=== What to work on ===
**1.** In the account of the baby's birth, where was Buddy working the overnight shift?
**2.** Return the passage of the birth account from "I relented, and" to "ever believed in.", copying it word for word.
**3.** Carry the birth account forward, picking up right after its final sentence.
[[ Excerpt to read, beginning ]]
I was released from the hospital the Tuesday of Thanksgiving week and sent home to be on bed rest for the remainder of the pregnancy. The baby’s heartbeat continued to be as strong as ever. Buddy was working the overnight shift at the Aquarium back then, so we arranged for our friend Marilyn to come over and stay with me and Andrew until Buddy would get home. It was supposed to be for the duration, but it never got that far. That very night, I began having what felt like contractions. We got in touch with Buddy at the Aquarium, he rushed home, and we went back to the hospital. Buddy’s Aunt Cindy and Uncle Mike came to pick up Andrew, who was just 2-1/2, and take him home with them. I was admitted to a room, hooked up to a fetal monitor, and went through actual labor pains. I don’t recall how long it lasted, but it wasn’t long before Dr. Wycheck came in and guided me through the labor and actual birth of our baby. It was a boy.
He was moving his arms and legs when he emerged, and he took an ever so brief breath, before he passed away. He was alive on this earth for mere moments. Born and died the same day.
Dr. Wycheck helped facilitate the remainder of the birth process. Another nurse had come in to wrap the baby in a blanket. She asked if we wanted to hold him. I shook my head vehemently – No! I just can’t. She took him out of the room. Buddy and I were both crying. I will be forever grateful to my husband for what he said next: “We need to hold him so that he knows who his mommy and daddy are and so that we can tell him that we love him.”
I relented, and Buddy went outside to ask the nurse to bring him back in. We both held our son, who was born at 19 weeks gestation and was probably just short of the length of my arm from the wrist to the elbow. His internal body may not have been developed enough to survive outside the womb, but externally – he was perfect. A perfectly formed human being. Tiny ears, nose, eyes, fingertips and nails…
Up until that point of my life, I had always considered myself to be “pro-choice” – not exactly FOR abortion, but someone who believed that it was up to the individual woman what she should be allowed to do with “her body”. Holding that tiny, albeit perfect human being in my arms eventually made me come to the realization that I was wrong about everything I had ever believed in.
It may not have happened in that exact moment. Truth be told, for awhile I believed that God was punishing me for the things I had said before he was born: my worries about money and the outright request that He take the baby from me, because if there’s something wrong with him, I won’t be able to handle it.
[[ Excerpt to read, end ]]
[[ Listed records, beginning ]]
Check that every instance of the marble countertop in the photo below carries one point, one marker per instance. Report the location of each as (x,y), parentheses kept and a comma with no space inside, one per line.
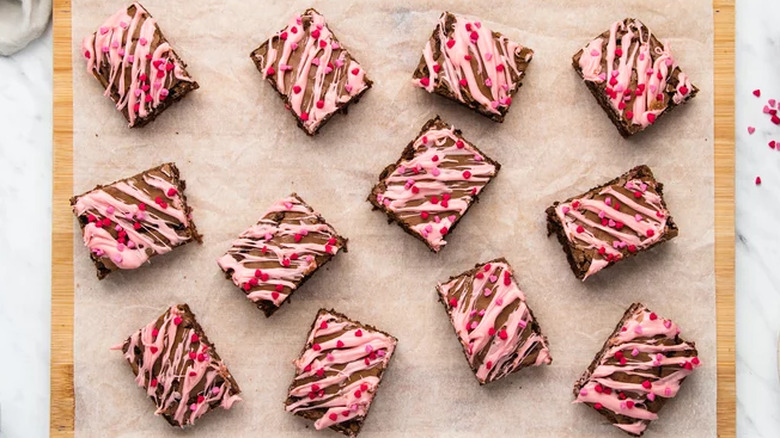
(25,230)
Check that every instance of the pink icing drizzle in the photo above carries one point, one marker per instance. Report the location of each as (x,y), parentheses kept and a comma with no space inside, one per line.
(173,364)
(291,260)
(501,348)
(470,51)
(437,171)
(328,77)
(626,233)
(127,44)
(346,369)
(646,337)
(633,61)
(157,233)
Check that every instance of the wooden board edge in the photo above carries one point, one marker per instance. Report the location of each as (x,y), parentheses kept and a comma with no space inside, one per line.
(724,215)
(62,396)
(62,413)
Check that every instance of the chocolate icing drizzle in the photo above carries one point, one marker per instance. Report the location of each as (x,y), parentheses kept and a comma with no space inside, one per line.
(134,62)
(493,322)
(179,368)
(312,71)
(273,257)
(618,219)
(434,183)
(641,366)
(473,65)
(339,371)
(129,221)
(636,72)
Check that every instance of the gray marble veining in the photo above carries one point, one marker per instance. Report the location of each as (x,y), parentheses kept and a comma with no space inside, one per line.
(25,239)
(25,185)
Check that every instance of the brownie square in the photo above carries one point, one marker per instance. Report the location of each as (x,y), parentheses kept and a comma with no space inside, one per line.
(640,367)
(312,71)
(136,65)
(493,322)
(274,257)
(611,222)
(339,372)
(439,175)
(129,221)
(179,368)
(466,62)
(633,76)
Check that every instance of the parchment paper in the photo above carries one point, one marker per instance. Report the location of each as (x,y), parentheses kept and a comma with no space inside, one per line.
(239,151)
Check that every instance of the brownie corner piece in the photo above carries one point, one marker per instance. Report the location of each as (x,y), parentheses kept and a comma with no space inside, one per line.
(633,76)
(313,72)
(438,177)
(612,222)
(640,367)
(136,65)
(339,372)
(273,258)
(493,322)
(179,368)
(468,63)
(127,222)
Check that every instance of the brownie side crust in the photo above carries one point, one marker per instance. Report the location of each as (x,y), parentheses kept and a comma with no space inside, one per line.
(347,334)
(674,87)
(345,72)
(149,84)
(253,264)
(107,207)
(580,259)
(539,352)
(509,65)
(409,153)
(675,361)
(180,352)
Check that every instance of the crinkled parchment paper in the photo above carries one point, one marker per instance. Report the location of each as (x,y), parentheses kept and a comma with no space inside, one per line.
(239,151)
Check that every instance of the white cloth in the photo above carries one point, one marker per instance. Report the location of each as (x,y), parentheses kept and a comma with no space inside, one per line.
(22,21)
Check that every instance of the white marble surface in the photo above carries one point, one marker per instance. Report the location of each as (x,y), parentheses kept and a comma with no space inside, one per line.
(758,240)
(25,184)
(25,239)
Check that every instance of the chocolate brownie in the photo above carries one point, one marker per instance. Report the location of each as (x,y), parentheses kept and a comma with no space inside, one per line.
(633,76)
(611,222)
(493,322)
(338,373)
(640,367)
(437,179)
(312,71)
(136,65)
(466,62)
(179,368)
(274,257)
(129,221)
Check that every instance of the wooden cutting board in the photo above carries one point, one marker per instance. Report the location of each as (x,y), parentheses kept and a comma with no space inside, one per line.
(62,414)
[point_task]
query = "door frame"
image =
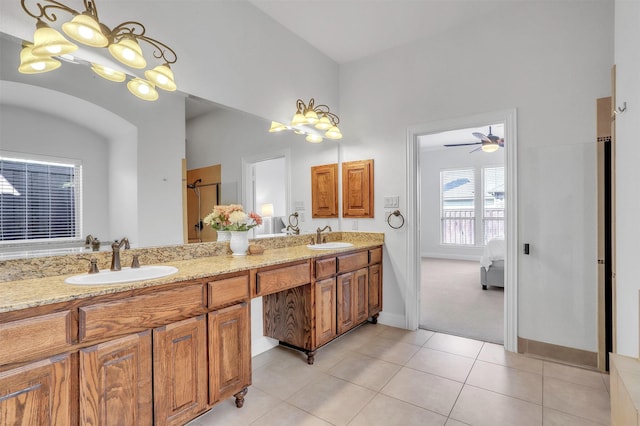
[[ Listed records, end ]]
=== Activity answers ===
**1.** At the Aquarium.

**2.**
I relented, and Buddy went outside to ask the nurse to bring him back in. We both held our son, who was born at 19 weeks gestation and was probably just short of the length of my arm from the wrist to the elbow. His internal body may not have been developed enough to survive outside the womb, but externally – he was perfect. A perfectly formed human being. Tiny ears, nose, eyes, fingertips and nails…
Up until that point of my life, I had always considered myself to be “pro-choice” – not exactly FOR abortion, but someone who believed that it was up to the individual woman what she should be allowed to do with “her body”. Holding that tiny, albeit perfect human being in my arms eventually made me come to the realization that I was wrong about everything I had ever believed in.

**3.**
It took me awhile to realize that God doesn’t work that way. He had a much bigger plan in mind. My son was born so that I may live again.
Our second son’s earthly name was to be Alexander. The name on his birth and same day death certificate reads “Eleazar Alexander Blakesley” – Eleazar meaning “God has helped”.
God indeed had helped. Helped me to come to the irrefutable realization that abortion is murder. The undeniable destruction of a human life. I was once a person who naively believed that an embryo was “just a clump of cells”. That ending a pregnancy through the act of an abortion was nothing less than just removing something from your body that you didn’t want there anymore. But the argument for the right of a woman to be able to do what she wants with her own body has been twisted and manipulated to suit the narrative that there’s nothing murderous or evil about it. On the contrary, it is no argument at all. For the simple, unequivocal fact that “it’s not just HER body anymore.”
I firmly believe that my son was allowed to be born and die on the same day to save my immortal soul. And I know for a fact that abortion, regardless of when it happens, is murder. Nothing less. I know. Because I held that being in my arms. Not a clump of cells. A PERSON. And to destroy any life that God gives breath to is a sin that cannot stand. I will be eternally grateful to God for opening my eyes, and to Eleazar for being the catalyst to a life in eternity for me, where I will one day see him again and can tell him again how very much I love him.